> _AIM_
Answer these questions about the forum thread below.
1. Which player does STUCKEY! choose, and on what condition?
2. According to endora60, what kind of player can transform a team in a way a small forward seldom does?
3. What was the final score of the victory over the Hawks in HKF's last post?

# Okafor, Wallace or Felton



## cpawfan (Jun 20, 2004)

Which player will be the biggest factor in the success or failure of the Bobcats next season?


----------



## STUCKEY! (Aug 31, 2005)

Okafor if he stays healthy


----------



## HKF (Dec 10, 2002)

SHEED! said:


> Okafor if he stays healthy


Felton.


----------



## cpawfan (Jun 20, 2004)

HKF said:


> Felton.


It doesn't happen often, but I agree with you.


----------



## HKF (Dec 10, 2002)

cpawfan said:


> It doesn't happen often, but I agree with you.


----------



## endora60 (Jan 5, 2006)

I'm betting Okafor's no factor for anything but polishing the pine with his butt.

Sooo...Wallace or Felton?

I'll go with Felton, just because a fine point guard can transform a team in a way a SF seldom does. Not to say Wallace won't be important--he will--but I think Felton will be the key.

Laurie


----------



## HKF (Dec 10, 2002)

27 points, 8 assists, 4 rebounds, 3 steals and orchestrating a 116-110 victory over the Hawks.

> _RECORDS SHOWN_

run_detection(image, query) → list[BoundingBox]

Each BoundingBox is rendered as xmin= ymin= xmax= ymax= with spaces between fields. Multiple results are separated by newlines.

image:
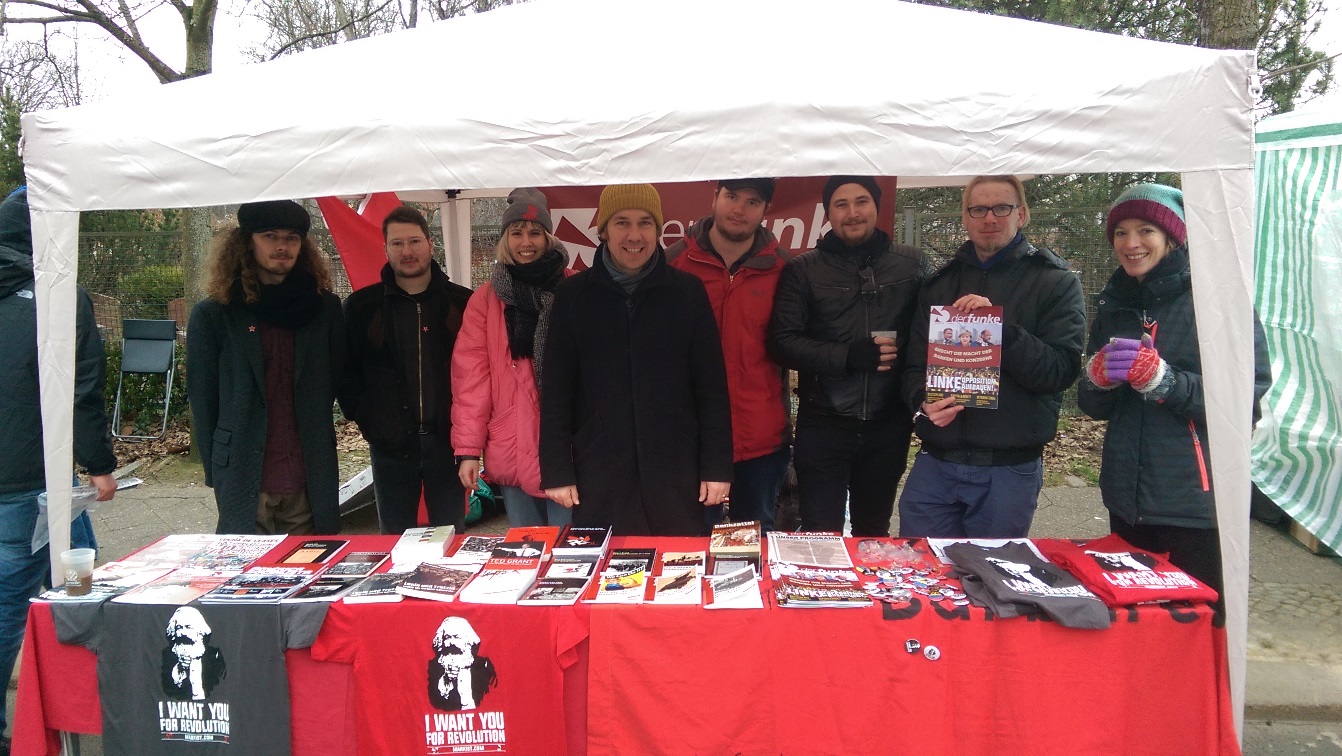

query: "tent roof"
xmin=23 ymin=0 xmax=1253 ymax=211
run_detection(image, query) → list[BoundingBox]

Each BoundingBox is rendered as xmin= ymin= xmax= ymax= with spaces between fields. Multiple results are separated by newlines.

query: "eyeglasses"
xmin=386 ymin=236 xmax=428 ymax=252
xmin=965 ymin=204 xmax=1020 ymax=218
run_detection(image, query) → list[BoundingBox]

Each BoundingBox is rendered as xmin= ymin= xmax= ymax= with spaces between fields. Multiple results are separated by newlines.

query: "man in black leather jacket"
xmin=899 ymin=176 xmax=1086 ymax=538
xmin=769 ymin=176 xmax=926 ymax=536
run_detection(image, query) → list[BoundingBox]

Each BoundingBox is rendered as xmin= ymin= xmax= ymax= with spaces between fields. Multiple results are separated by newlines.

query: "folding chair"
xmin=111 ymin=320 xmax=177 ymax=440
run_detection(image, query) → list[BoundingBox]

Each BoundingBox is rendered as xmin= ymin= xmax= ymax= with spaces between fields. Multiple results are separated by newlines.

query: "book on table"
xmin=278 ymin=538 xmax=349 ymax=564
xmin=452 ymin=536 xmax=503 ymax=564
xmin=651 ymin=569 xmax=703 ymax=606
xmin=396 ymin=561 xmax=480 ymax=602
xmin=341 ymin=572 xmax=409 ymax=604
xmin=111 ymin=567 xmax=238 ymax=604
xmin=773 ymin=563 xmax=871 ymax=608
xmin=392 ymin=525 xmax=456 ymax=565
xmin=703 ymin=567 xmax=764 ymax=610
xmin=200 ymin=564 xmax=321 ymax=604
xmin=553 ymin=525 xmax=611 ymax=559
xmin=459 ymin=541 xmax=544 ymax=604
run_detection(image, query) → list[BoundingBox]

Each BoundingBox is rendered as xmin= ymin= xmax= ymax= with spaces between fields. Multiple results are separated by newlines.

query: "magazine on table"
xmin=703 ymin=567 xmax=764 ymax=610
xmin=200 ymin=564 xmax=321 ymax=604
xmin=926 ymin=305 xmax=1002 ymax=410
xmin=773 ymin=563 xmax=871 ymax=608
xmin=396 ymin=561 xmax=480 ymax=602
xmin=769 ymin=530 xmax=852 ymax=569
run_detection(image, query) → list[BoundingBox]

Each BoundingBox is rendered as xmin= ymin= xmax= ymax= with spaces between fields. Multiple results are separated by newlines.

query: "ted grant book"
xmin=926 ymin=305 xmax=1002 ymax=410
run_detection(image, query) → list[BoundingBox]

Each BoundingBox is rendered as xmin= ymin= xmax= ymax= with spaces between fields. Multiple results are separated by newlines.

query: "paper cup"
xmin=60 ymin=549 xmax=97 ymax=596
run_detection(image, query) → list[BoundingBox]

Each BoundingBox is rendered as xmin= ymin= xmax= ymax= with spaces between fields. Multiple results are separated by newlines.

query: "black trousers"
xmin=792 ymin=414 xmax=913 ymax=537
xmin=369 ymin=434 xmax=466 ymax=534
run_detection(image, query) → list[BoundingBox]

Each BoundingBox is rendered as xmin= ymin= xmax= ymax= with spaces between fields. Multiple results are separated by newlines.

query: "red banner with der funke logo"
xmin=541 ymin=176 xmax=895 ymax=270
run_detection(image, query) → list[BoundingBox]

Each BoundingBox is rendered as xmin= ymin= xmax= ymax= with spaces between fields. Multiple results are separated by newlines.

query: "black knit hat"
xmin=820 ymin=176 xmax=880 ymax=215
xmin=718 ymin=179 xmax=774 ymax=203
xmin=499 ymin=188 xmax=554 ymax=234
xmin=238 ymin=200 xmax=313 ymax=236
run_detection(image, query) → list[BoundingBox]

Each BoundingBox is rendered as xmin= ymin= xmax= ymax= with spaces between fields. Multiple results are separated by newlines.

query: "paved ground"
xmin=9 ymin=465 xmax=1342 ymax=756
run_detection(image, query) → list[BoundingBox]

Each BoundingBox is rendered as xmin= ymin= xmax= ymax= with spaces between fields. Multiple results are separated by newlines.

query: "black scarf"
xmin=490 ymin=246 xmax=569 ymax=385
xmin=234 ymin=267 xmax=322 ymax=330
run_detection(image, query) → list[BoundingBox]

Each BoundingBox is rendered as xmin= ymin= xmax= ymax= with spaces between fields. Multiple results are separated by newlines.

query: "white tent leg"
xmin=1184 ymin=168 xmax=1253 ymax=741
xmin=31 ymin=209 xmax=79 ymax=584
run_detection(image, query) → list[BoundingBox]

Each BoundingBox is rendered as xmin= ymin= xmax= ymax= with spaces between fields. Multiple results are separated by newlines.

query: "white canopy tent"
xmin=23 ymin=0 xmax=1256 ymax=741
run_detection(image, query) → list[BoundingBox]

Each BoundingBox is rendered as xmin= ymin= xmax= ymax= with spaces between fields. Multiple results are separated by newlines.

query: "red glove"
xmin=1086 ymin=338 xmax=1139 ymax=388
xmin=1127 ymin=334 xmax=1166 ymax=393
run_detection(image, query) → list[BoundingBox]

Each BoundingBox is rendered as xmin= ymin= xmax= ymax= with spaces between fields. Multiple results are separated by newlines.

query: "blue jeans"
xmin=899 ymin=451 xmax=1044 ymax=538
xmin=727 ymin=447 xmax=792 ymax=533
xmin=0 ymin=489 xmax=98 ymax=733
xmin=499 ymin=486 xmax=573 ymax=528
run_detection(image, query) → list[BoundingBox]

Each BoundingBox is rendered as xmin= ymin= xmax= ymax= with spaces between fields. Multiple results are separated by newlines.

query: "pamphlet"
xmin=927 ymin=305 xmax=1002 ymax=410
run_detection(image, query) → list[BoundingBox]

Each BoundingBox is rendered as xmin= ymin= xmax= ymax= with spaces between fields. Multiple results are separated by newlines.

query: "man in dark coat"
xmin=769 ymin=176 xmax=927 ymax=536
xmin=899 ymin=176 xmax=1086 ymax=538
xmin=187 ymin=200 xmax=345 ymax=533
xmin=0 ymin=187 xmax=117 ymax=753
xmin=341 ymin=205 xmax=471 ymax=533
xmin=541 ymin=184 xmax=731 ymax=536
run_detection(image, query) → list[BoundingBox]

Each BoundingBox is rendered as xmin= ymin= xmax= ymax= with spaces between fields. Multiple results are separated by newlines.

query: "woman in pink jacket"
xmin=452 ymin=189 xmax=573 ymax=528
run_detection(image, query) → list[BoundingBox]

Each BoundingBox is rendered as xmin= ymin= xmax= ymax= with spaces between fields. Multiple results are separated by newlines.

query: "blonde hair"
xmin=494 ymin=220 xmax=560 ymax=265
xmin=205 ymin=226 xmax=331 ymax=305
xmin=960 ymin=176 xmax=1029 ymax=228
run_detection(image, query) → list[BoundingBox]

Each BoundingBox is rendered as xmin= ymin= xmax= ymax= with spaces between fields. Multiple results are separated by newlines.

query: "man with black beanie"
xmin=187 ymin=200 xmax=345 ymax=534
xmin=769 ymin=176 xmax=927 ymax=536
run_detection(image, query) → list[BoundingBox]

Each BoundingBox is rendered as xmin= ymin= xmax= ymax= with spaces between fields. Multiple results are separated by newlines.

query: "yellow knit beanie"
xmin=596 ymin=184 xmax=662 ymax=235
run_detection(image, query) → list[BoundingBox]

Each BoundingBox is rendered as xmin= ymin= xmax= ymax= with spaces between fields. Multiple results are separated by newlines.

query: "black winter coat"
xmin=903 ymin=238 xmax=1086 ymax=465
xmin=187 ymin=293 xmax=345 ymax=533
xmin=0 ymin=195 xmax=117 ymax=494
xmin=1078 ymin=248 xmax=1272 ymax=529
xmin=769 ymin=231 xmax=927 ymax=420
xmin=541 ymin=244 xmax=733 ymax=536
xmin=340 ymin=261 xmax=471 ymax=454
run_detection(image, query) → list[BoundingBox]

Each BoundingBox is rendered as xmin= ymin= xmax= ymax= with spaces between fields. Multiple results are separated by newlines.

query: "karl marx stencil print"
xmin=428 ymin=616 xmax=498 ymax=712
xmin=984 ymin=556 xmax=1057 ymax=588
xmin=161 ymin=607 xmax=225 ymax=701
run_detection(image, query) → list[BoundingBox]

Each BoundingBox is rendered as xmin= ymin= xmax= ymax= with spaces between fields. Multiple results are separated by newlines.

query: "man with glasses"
xmin=899 ymin=176 xmax=1086 ymax=538
xmin=769 ymin=176 xmax=927 ymax=536
xmin=341 ymin=205 xmax=471 ymax=533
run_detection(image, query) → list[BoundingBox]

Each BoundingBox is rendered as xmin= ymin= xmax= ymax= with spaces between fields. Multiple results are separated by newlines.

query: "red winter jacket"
xmin=452 ymin=282 xmax=545 ymax=497
xmin=667 ymin=218 xmax=790 ymax=462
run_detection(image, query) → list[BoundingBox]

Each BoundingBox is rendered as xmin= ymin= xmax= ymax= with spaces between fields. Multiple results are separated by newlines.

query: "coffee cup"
xmin=60 ymin=549 xmax=97 ymax=596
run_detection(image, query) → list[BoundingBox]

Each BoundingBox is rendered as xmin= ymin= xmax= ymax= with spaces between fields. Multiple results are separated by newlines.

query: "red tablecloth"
xmin=588 ymin=538 xmax=1239 ymax=756
xmin=12 ymin=536 xmax=586 ymax=756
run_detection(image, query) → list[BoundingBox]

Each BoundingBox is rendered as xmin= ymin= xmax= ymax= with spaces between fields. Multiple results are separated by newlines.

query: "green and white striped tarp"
xmin=1251 ymin=109 xmax=1342 ymax=552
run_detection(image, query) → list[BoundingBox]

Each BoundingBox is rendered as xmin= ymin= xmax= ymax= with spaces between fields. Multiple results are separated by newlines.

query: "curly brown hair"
xmin=205 ymin=226 xmax=333 ymax=305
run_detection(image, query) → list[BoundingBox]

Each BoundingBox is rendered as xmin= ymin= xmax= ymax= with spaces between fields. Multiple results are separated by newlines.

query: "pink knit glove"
xmin=1127 ymin=334 xmax=1166 ymax=393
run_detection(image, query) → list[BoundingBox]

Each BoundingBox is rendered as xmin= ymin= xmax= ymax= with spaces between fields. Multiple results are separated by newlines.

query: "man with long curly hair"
xmin=187 ymin=200 xmax=345 ymax=533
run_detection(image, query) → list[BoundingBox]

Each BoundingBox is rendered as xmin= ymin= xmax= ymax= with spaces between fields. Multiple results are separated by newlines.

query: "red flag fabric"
xmin=317 ymin=192 xmax=401 ymax=291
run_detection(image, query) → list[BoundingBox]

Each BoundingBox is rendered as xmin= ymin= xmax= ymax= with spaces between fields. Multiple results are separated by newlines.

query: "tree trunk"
xmin=1197 ymin=0 xmax=1260 ymax=50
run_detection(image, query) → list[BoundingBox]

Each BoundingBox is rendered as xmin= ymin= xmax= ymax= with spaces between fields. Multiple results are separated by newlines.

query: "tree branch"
xmin=268 ymin=0 xmax=396 ymax=60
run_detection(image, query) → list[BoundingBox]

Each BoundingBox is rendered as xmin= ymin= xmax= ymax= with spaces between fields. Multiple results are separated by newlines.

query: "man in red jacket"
xmin=667 ymin=179 xmax=792 ymax=530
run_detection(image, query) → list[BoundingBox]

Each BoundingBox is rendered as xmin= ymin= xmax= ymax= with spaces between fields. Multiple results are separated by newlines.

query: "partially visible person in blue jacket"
xmin=0 ymin=187 xmax=117 ymax=755
xmin=1078 ymin=184 xmax=1272 ymax=609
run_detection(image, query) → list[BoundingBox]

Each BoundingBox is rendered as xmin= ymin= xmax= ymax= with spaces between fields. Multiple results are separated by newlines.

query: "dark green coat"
xmin=187 ymin=293 xmax=345 ymax=533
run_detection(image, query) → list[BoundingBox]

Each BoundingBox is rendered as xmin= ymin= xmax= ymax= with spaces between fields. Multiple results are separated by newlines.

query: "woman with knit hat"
xmin=541 ymin=184 xmax=733 ymax=536
xmin=1078 ymin=184 xmax=1272 ymax=604
xmin=452 ymin=189 xmax=572 ymax=526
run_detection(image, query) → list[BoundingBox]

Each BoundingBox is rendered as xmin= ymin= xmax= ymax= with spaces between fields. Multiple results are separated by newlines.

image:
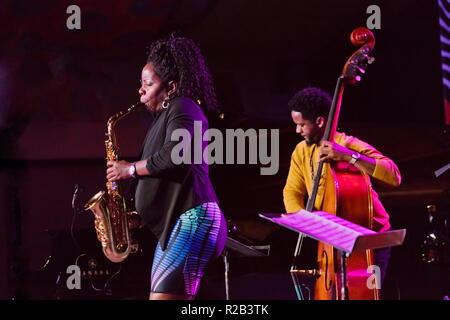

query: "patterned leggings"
xmin=151 ymin=202 xmax=227 ymax=296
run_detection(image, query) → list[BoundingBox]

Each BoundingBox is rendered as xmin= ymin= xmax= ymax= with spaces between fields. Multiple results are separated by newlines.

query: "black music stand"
xmin=259 ymin=210 xmax=406 ymax=300
xmin=222 ymin=237 xmax=270 ymax=300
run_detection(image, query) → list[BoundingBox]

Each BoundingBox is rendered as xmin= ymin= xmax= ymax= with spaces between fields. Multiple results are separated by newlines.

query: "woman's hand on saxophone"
xmin=106 ymin=160 xmax=133 ymax=182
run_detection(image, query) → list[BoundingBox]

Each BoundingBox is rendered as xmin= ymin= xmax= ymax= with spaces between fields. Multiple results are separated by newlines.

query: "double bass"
xmin=291 ymin=27 xmax=379 ymax=300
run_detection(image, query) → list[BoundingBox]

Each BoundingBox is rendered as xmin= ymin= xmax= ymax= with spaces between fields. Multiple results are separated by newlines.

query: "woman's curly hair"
xmin=147 ymin=34 xmax=219 ymax=114
xmin=288 ymin=87 xmax=332 ymax=121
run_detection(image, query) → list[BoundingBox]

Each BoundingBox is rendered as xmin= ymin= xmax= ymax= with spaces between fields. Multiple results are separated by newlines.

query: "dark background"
xmin=0 ymin=0 xmax=450 ymax=299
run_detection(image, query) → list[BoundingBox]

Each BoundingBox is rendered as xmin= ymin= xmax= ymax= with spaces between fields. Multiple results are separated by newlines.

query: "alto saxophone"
xmin=84 ymin=103 xmax=140 ymax=262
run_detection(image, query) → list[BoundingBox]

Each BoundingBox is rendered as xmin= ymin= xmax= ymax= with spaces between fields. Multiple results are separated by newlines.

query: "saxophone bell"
xmin=84 ymin=102 xmax=142 ymax=262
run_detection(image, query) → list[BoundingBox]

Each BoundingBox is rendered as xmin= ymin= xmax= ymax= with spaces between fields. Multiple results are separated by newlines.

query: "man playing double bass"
xmin=283 ymin=88 xmax=401 ymax=296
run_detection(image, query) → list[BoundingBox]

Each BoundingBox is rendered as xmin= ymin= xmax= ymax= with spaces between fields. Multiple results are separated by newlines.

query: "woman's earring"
xmin=162 ymin=97 xmax=169 ymax=109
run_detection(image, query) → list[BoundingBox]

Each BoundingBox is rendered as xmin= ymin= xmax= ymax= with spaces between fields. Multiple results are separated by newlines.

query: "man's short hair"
xmin=288 ymin=87 xmax=332 ymax=121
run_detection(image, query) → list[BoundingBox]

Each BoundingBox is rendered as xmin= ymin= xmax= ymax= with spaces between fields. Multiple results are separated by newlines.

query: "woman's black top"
xmin=135 ymin=97 xmax=217 ymax=250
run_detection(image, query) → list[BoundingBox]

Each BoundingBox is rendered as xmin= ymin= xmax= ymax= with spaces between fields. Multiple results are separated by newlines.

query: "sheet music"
xmin=273 ymin=210 xmax=376 ymax=252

> _FINISHED ANSWER_
1. Okafor, if he stays healthy.
2. A fine point guard.
3. 116-110.